#### Supplied text
Re “County foster care at crisis point,” Aug. 26, and “Helping to fund abortions,” Aug. 26
The front-page story describes the predicament of hundreds of children caught in this crisis. Inside, another article tells of efforts to help poor women pay for legal abortions.
There is an important link between the two articles. The right-to-lifers who are passing all kinds of state laws to make abortion more difficult would have much more credibility if they cared about the unwanted children born as a result of their actions.
As the reproductive rights leader Dr. Alan F. Guttmacher stated so eloquently: “No baby receives its full birthright unless it is born gleefully wanted by its parents.”
Did you really choose to quote a woman who stated that “abortion funds are a lifesaver”?
How ignorant can we be?
H. Ashton Velasco
Once again, The Times betrays its bias by promoting the position that abortion is a human rights issue for women while totally ignoring the fact that abortion denies a fundamental right that all human beings possess: the right to life.
It seems obvious to me that the unborn's right to life should trump the mother's right to deny her child the same.

Extracted data entries
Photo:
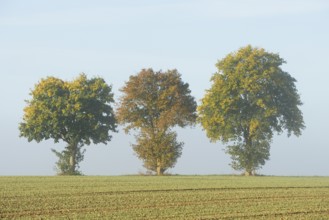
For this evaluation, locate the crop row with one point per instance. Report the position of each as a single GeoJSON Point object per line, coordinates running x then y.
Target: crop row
{"type": "Point", "coordinates": [165, 200]}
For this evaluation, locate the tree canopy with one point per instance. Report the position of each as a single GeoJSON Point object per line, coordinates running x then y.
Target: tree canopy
{"type": "Point", "coordinates": [251, 97]}
{"type": "Point", "coordinates": [78, 112]}
{"type": "Point", "coordinates": [153, 103]}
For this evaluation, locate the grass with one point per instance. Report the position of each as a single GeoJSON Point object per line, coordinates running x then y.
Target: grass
{"type": "Point", "coordinates": [167, 197]}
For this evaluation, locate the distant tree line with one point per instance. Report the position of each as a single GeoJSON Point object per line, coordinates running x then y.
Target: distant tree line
{"type": "Point", "coordinates": [250, 99]}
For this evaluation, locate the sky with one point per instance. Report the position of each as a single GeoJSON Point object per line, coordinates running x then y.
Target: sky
{"type": "Point", "coordinates": [117, 38]}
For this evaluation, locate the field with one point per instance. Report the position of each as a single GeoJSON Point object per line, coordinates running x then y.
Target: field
{"type": "Point", "coordinates": [167, 197]}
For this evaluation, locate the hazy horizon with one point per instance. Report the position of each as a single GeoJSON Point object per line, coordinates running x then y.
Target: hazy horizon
{"type": "Point", "coordinates": [116, 39]}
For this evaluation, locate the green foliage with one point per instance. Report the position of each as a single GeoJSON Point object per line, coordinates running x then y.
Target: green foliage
{"type": "Point", "coordinates": [251, 97]}
{"type": "Point", "coordinates": [158, 152]}
{"type": "Point", "coordinates": [153, 103]}
{"type": "Point", "coordinates": [77, 112]}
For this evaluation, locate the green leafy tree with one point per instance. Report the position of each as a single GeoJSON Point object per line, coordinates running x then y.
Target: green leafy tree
{"type": "Point", "coordinates": [77, 112]}
{"type": "Point", "coordinates": [251, 98]}
{"type": "Point", "coordinates": [153, 103]}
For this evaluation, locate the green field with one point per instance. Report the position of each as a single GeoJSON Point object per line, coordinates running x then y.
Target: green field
{"type": "Point", "coordinates": [167, 197]}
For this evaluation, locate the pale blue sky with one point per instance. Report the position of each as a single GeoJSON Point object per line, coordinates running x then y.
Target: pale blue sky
{"type": "Point", "coordinates": [115, 39]}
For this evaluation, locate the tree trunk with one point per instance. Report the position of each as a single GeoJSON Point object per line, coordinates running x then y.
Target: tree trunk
{"type": "Point", "coordinates": [73, 162]}
{"type": "Point", "coordinates": [159, 168]}
{"type": "Point", "coordinates": [248, 173]}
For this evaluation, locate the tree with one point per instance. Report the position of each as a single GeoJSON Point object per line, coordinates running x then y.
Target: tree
{"type": "Point", "coordinates": [251, 98]}
{"type": "Point", "coordinates": [77, 112]}
{"type": "Point", "coordinates": [153, 103]}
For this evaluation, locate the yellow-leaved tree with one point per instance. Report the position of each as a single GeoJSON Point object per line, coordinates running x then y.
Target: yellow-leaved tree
{"type": "Point", "coordinates": [251, 98]}
{"type": "Point", "coordinates": [78, 112]}
{"type": "Point", "coordinates": [153, 103]}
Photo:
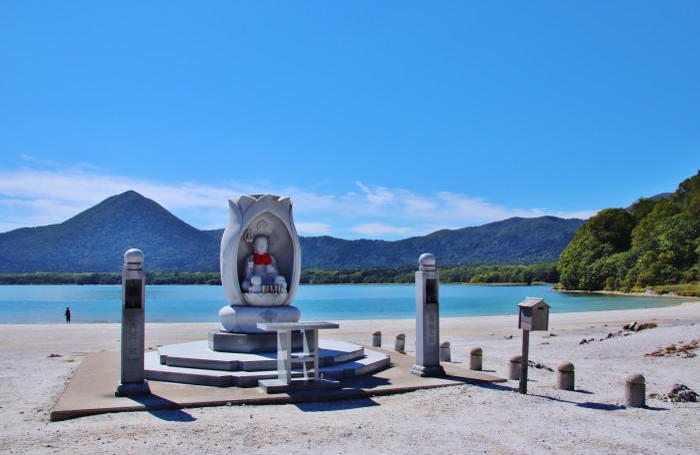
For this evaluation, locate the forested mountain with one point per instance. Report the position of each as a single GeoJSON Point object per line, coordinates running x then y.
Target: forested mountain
{"type": "Point", "coordinates": [653, 242]}
{"type": "Point", "coordinates": [95, 241]}
{"type": "Point", "coordinates": [511, 241]}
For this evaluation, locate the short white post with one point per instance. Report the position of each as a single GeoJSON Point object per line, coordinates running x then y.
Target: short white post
{"type": "Point", "coordinates": [284, 356]}
{"type": "Point", "coordinates": [476, 356]}
{"type": "Point", "coordinates": [635, 390]}
{"type": "Point", "coordinates": [400, 343]}
{"type": "Point", "coordinates": [445, 355]}
{"type": "Point", "coordinates": [565, 375]}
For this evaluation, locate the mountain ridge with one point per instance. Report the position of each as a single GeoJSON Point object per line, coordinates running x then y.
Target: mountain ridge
{"type": "Point", "coordinates": [94, 241]}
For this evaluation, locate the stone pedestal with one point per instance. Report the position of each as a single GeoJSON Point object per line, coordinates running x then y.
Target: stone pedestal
{"type": "Point", "coordinates": [245, 319]}
{"type": "Point", "coordinates": [427, 319]}
{"type": "Point", "coordinates": [222, 341]}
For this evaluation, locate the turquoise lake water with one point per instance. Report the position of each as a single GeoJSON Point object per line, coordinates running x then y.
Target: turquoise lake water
{"type": "Point", "coordinates": [46, 304]}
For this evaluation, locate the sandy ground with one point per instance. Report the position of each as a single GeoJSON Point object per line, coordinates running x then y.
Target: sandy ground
{"type": "Point", "coordinates": [460, 419]}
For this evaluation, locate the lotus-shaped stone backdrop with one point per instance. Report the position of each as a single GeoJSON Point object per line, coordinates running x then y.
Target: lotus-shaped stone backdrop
{"type": "Point", "coordinates": [260, 263]}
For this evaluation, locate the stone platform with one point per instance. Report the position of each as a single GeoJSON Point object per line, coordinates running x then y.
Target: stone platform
{"type": "Point", "coordinates": [91, 388]}
{"type": "Point", "coordinates": [196, 363]}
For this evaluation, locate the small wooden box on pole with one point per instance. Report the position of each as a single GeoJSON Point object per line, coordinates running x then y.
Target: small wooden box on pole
{"type": "Point", "coordinates": [533, 315]}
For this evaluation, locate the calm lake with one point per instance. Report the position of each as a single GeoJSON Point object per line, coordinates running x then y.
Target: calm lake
{"type": "Point", "coordinates": [46, 304]}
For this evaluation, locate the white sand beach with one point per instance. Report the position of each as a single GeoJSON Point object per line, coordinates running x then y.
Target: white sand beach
{"type": "Point", "coordinates": [458, 419]}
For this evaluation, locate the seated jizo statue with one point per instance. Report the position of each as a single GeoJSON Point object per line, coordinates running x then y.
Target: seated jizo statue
{"type": "Point", "coordinates": [260, 263]}
{"type": "Point", "coordinates": [261, 274]}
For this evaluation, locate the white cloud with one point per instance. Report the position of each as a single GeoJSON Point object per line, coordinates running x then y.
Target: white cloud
{"type": "Point", "coordinates": [43, 193]}
{"type": "Point", "coordinates": [313, 228]}
{"type": "Point", "coordinates": [380, 229]}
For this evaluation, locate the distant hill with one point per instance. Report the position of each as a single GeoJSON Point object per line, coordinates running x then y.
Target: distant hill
{"type": "Point", "coordinates": [95, 241]}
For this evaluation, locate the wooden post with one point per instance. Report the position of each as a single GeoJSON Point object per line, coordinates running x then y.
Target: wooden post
{"type": "Point", "coordinates": [523, 366]}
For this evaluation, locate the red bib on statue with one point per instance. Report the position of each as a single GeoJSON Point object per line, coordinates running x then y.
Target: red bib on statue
{"type": "Point", "coordinates": [262, 259]}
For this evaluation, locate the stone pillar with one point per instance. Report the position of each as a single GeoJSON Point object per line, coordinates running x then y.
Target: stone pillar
{"type": "Point", "coordinates": [514, 367]}
{"type": "Point", "coordinates": [476, 356]}
{"type": "Point", "coordinates": [565, 375]}
{"type": "Point", "coordinates": [377, 339]}
{"type": "Point", "coordinates": [427, 319]}
{"type": "Point", "coordinates": [445, 355]}
{"type": "Point", "coordinates": [400, 343]}
{"type": "Point", "coordinates": [133, 381]}
{"type": "Point", "coordinates": [635, 390]}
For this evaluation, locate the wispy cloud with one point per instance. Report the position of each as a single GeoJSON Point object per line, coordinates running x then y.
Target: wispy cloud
{"type": "Point", "coordinates": [380, 230]}
{"type": "Point", "coordinates": [44, 192]}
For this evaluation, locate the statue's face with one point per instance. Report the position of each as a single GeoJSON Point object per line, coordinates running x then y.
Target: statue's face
{"type": "Point", "coordinates": [260, 245]}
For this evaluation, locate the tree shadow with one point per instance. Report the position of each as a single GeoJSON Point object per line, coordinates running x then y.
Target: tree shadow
{"type": "Point", "coordinates": [339, 405]}
{"type": "Point", "coordinates": [164, 409]}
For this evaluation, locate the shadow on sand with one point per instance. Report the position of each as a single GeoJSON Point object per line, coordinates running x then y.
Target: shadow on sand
{"type": "Point", "coordinates": [164, 409]}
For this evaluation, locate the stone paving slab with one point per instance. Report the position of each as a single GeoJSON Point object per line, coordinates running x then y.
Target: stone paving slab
{"type": "Point", "coordinates": [91, 389]}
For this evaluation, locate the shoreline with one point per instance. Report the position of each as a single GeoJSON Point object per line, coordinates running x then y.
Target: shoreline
{"type": "Point", "coordinates": [39, 359]}
{"type": "Point", "coordinates": [632, 294]}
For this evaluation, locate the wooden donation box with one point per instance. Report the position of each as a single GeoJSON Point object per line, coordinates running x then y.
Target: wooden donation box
{"type": "Point", "coordinates": [534, 314]}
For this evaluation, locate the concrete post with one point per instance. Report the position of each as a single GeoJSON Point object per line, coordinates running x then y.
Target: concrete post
{"type": "Point", "coordinates": [514, 371]}
{"type": "Point", "coordinates": [476, 356]}
{"type": "Point", "coordinates": [400, 343]}
{"type": "Point", "coordinates": [565, 375]}
{"type": "Point", "coordinates": [133, 326]}
{"type": "Point", "coordinates": [427, 318]}
{"type": "Point", "coordinates": [445, 355]}
{"type": "Point", "coordinates": [635, 390]}
{"type": "Point", "coordinates": [377, 339]}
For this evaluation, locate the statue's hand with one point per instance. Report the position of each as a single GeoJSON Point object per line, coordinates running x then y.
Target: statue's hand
{"type": "Point", "coordinates": [280, 281]}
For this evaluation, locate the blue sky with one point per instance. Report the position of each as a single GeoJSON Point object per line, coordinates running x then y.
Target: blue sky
{"type": "Point", "coordinates": [380, 119]}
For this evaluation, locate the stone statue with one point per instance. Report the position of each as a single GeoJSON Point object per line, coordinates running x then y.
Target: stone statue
{"type": "Point", "coordinates": [260, 263]}
{"type": "Point", "coordinates": [261, 275]}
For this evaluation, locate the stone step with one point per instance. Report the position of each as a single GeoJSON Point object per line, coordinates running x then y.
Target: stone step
{"type": "Point", "coordinates": [197, 354]}
{"type": "Point", "coordinates": [370, 363]}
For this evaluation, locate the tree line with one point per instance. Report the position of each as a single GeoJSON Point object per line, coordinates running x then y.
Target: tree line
{"type": "Point", "coordinates": [653, 242]}
{"type": "Point", "coordinates": [467, 274]}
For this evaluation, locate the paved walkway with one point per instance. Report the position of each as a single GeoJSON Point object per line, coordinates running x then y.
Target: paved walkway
{"type": "Point", "coordinates": [91, 389]}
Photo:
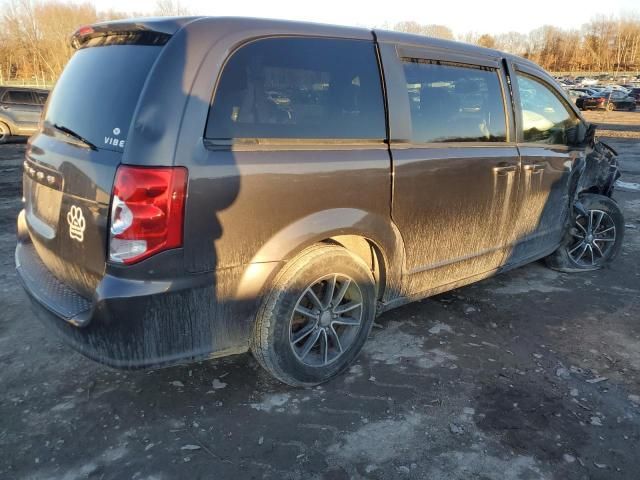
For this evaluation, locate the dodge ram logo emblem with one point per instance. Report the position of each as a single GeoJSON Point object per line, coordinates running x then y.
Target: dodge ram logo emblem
{"type": "Point", "coordinates": [75, 218]}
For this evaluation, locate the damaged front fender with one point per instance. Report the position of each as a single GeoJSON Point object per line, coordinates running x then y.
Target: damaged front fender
{"type": "Point", "coordinates": [601, 170]}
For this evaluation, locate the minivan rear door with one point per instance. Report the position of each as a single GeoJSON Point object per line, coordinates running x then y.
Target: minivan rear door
{"type": "Point", "coordinates": [455, 162]}
{"type": "Point", "coordinates": [547, 127]}
{"type": "Point", "coordinates": [70, 164]}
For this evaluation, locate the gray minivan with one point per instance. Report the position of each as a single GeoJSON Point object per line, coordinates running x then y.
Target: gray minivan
{"type": "Point", "coordinates": [201, 187]}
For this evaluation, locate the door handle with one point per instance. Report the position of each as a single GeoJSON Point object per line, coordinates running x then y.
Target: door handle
{"type": "Point", "coordinates": [504, 169]}
{"type": "Point", "coordinates": [535, 167]}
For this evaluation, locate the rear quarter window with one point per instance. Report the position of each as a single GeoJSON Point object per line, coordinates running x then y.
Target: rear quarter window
{"type": "Point", "coordinates": [299, 88]}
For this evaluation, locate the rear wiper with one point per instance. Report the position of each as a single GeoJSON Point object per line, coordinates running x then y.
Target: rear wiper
{"type": "Point", "coordinates": [73, 134]}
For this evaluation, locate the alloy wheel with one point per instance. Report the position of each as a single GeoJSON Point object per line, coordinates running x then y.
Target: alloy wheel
{"type": "Point", "coordinates": [594, 236]}
{"type": "Point", "coordinates": [326, 320]}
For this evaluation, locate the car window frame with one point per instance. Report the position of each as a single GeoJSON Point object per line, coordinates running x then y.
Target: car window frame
{"type": "Point", "coordinates": [514, 70]}
{"type": "Point", "coordinates": [293, 143]}
{"type": "Point", "coordinates": [8, 91]}
{"type": "Point", "coordinates": [448, 57]}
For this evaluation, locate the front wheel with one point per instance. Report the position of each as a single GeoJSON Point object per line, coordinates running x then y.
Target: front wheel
{"type": "Point", "coordinates": [594, 239]}
{"type": "Point", "coordinates": [316, 318]}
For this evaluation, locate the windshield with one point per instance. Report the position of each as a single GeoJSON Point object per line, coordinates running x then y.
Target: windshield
{"type": "Point", "coordinates": [98, 91]}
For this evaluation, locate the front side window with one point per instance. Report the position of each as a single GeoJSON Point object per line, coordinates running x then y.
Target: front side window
{"type": "Point", "coordinates": [453, 103]}
{"type": "Point", "coordinates": [545, 118]}
{"type": "Point", "coordinates": [299, 88]}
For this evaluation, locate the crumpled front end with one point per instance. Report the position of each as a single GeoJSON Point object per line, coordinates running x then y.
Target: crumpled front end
{"type": "Point", "coordinates": [601, 170]}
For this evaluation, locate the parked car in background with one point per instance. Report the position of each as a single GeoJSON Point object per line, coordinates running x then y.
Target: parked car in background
{"type": "Point", "coordinates": [612, 100]}
{"type": "Point", "coordinates": [635, 93]}
{"type": "Point", "coordinates": [20, 110]}
{"type": "Point", "coordinates": [273, 186]}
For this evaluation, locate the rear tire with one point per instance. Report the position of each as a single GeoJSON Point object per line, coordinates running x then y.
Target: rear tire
{"type": "Point", "coordinates": [5, 133]}
{"type": "Point", "coordinates": [593, 241]}
{"type": "Point", "coordinates": [305, 335]}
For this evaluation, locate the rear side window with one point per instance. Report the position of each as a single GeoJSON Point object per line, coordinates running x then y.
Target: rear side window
{"type": "Point", "coordinates": [98, 91]}
{"type": "Point", "coordinates": [453, 103]}
{"type": "Point", "coordinates": [299, 88]}
{"type": "Point", "coordinates": [41, 97]}
{"type": "Point", "coordinates": [18, 96]}
{"type": "Point", "coordinates": [545, 118]}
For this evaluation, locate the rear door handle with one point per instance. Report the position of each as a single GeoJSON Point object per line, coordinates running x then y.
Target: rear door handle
{"type": "Point", "coordinates": [504, 169]}
{"type": "Point", "coordinates": [535, 167]}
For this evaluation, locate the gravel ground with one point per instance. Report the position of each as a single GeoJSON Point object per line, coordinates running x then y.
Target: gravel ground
{"type": "Point", "coordinates": [532, 374]}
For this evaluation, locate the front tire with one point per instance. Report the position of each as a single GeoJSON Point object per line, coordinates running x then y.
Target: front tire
{"type": "Point", "coordinates": [316, 318]}
{"type": "Point", "coordinates": [594, 239]}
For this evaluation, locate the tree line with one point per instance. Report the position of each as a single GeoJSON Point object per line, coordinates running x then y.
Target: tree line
{"type": "Point", "coordinates": [35, 45]}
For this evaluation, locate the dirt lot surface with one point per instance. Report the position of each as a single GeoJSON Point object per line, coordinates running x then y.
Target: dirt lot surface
{"type": "Point", "coordinates": [532, 374]}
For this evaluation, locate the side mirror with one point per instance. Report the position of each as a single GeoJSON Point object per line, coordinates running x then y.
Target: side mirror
{"type": "Point", "coordinates": [590, 135]}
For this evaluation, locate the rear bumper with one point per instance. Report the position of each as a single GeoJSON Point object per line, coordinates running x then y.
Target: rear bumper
{"type": "Point", "coordinates": [138, 330]}
{"type": "Point", "coordinates": [134, 324]}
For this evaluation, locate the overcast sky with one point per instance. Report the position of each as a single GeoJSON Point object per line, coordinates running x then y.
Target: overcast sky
{"type": "Point", "coordinates": [483, 16]}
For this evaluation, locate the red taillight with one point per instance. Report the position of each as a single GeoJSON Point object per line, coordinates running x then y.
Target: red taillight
{"type": "Point", "coordinates": [147, 212]}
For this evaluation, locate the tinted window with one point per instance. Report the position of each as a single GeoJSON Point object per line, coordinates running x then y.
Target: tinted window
{"type": "Point", "coordinates": [545, 118]}
{"type": "Point", "coordinates": [41, 97]}
{"type": "Point", "coordinates": [299, 88]}
{"type": "Point", "coordinates": [99, 90]}
{"type": "Point", "coordinates": [454, 103]}
{"type": "Point", "coordinates": [18, 96]}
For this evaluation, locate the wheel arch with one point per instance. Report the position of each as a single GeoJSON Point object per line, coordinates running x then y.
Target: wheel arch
{"type": "Point", "coordinates": [370, 236]}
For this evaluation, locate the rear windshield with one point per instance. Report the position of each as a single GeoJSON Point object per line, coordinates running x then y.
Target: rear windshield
{"type": "Point", "coordinates": [98, 91]}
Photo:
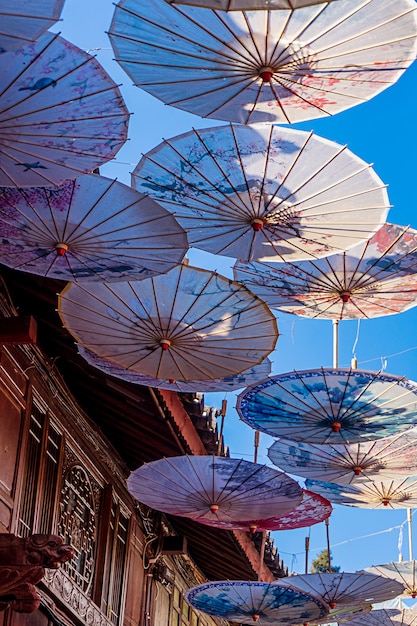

#### Work order A
Answer these questions from the letters on foster care and abortion.
(i) On what date did both articles the letters respond to appear?
(ii) Who said that no baby receives its full birthright unless it is born gleefully wanted by its parents?
(iii) According to the quoted woman, what are abortion funds?
#### Work order B
Decide whether each statement agrees with the letters on foster care and abortion.
(i) The foster care story ran on an inside page.
(ii) Dr. Alan F. Guttmacher is described as a reproductive rights leader.
(iii) The final letter argues that the mother's right should outweigh the unborn's right to life.
#### Work order C
Resume the letters on foster care and abortion, starting after their final sentence.

#### Exercise output A
(i) Aug. 26.
(ii) Dr. Alan F. Guttmacher.
(iii) A lifesaver.

#### Exercise output B
(i) No: "The front-page story describes the predicament of hundreds of children caught in this crisis."
(ii) Yes: "As the reproductive rights leader Dr. Alan F. Guttmacher stated so eloquently"
(iii) No: "It seems obvious to me that the unborn's right to life should trump the mother's right to deny her child the same."

#### Exercise output C
And yet, with tragic irony, by framing the “Helping to fund abortions” article in this way, The Times effectively shows its opinion that abortion is a “life-saver” and a “life-line” and that any attempt to restrict access is equivalent to murder. Outrageous.
This article claims that the “fundamental problem” of the foster care system is “too few foster homes.”
As usual in California, the cart is before the horse. The fundamental problem with the system is too many irresponsible parents who produce too many children in need of a foster home.
We live in a time when, instead of holding people responsible for their actions, we allow them to skirt personal responsibility because they are “victims” too.
Sadly, until this changes, the number of children in need will keep growing and no system will be able to keep up with it.
The foster care article highlights a critical challenge: the shortage of foster parents. A consortium of several foster family agencies, including my own, is in the midst of a campaign to recruit caring adults to become therapeutic foster parents: specially trained and supported parents who take in children who have the most difficulty finding a home.
The writer is president of Aviva Family and Children's Services.
It didn't take much to connect the dots between two stories on the front page recently: “Coding well for the future” and “County foster care at crisis point.”
Los Angeles County has an antiquated computer system that lacks a real-time database of foster home facilities. Code for America helps cities and municipalities use technology to make government “simple, beautiful, easy to use.”
The county should apply to Code for America to create an app that enables licensed foster homes to update their capacities and vacancies.